*** Data for the task Section Begins ***
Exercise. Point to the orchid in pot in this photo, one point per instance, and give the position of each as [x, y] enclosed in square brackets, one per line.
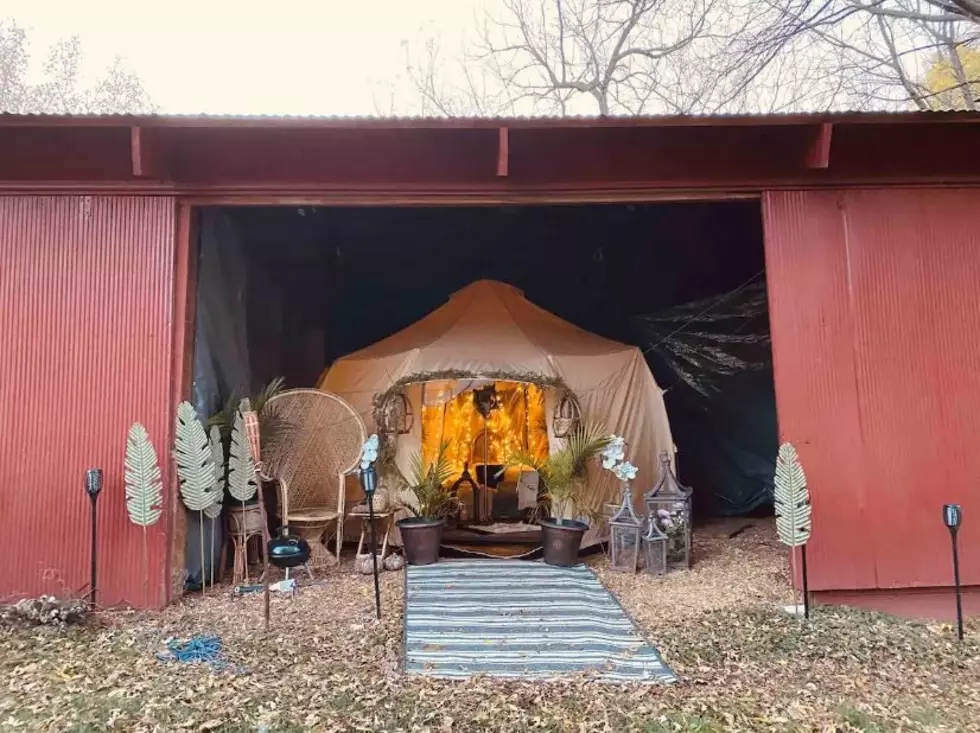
[625, 527]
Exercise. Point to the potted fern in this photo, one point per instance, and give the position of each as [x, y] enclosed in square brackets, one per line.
[564, 474]
[422, 532]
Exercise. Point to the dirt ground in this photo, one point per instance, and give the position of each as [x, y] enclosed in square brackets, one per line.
[327, 665]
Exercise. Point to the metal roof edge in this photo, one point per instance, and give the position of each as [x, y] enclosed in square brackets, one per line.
[368, 122]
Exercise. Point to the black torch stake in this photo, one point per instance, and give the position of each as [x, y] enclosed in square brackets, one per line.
[953, 518]
[93, 485]
[806, 586]
[369, 482]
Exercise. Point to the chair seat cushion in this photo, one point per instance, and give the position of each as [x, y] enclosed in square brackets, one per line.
*** Data for the task Section Ends ***
Each entry above should be restated word for word, though no picture may appear in the copy.

## [Answer space]
Exercise. Point to the orchid in pot in this photo, one point per instance, and give the position of each as [x, y] enclosed in square brackets, one per line.
[625, 527]
Exercise. Point to the potted fern in this photo, one point per instance, and give the position of each as [x, y] enclosed in square brackets, one per line.
[564, 474]
[422, 532]
Exercise. Point to the dirt ground in this photo, one point per instance, and give the position of each as [x, y] enclosed in square brackets, one per line.
[327, 665]
Exercise. Point to the metal roof edge in this photo, one point per instance, and give the position of each as [x, y] enclosed in square brackets, one per line.
[368, 122]
Exercise. Point to the black torch stake in this photo, one point per instance, and give the position of each as [x, y] enclosed in square brackets, one per line.
[953, 518]
[93, 485]
[806, 586]
[369, 482]
Exercise. Point to the chair seat cushion in this photo, one point per instance, and give the position of each as [x, y] enclosed in square brackets, one per line.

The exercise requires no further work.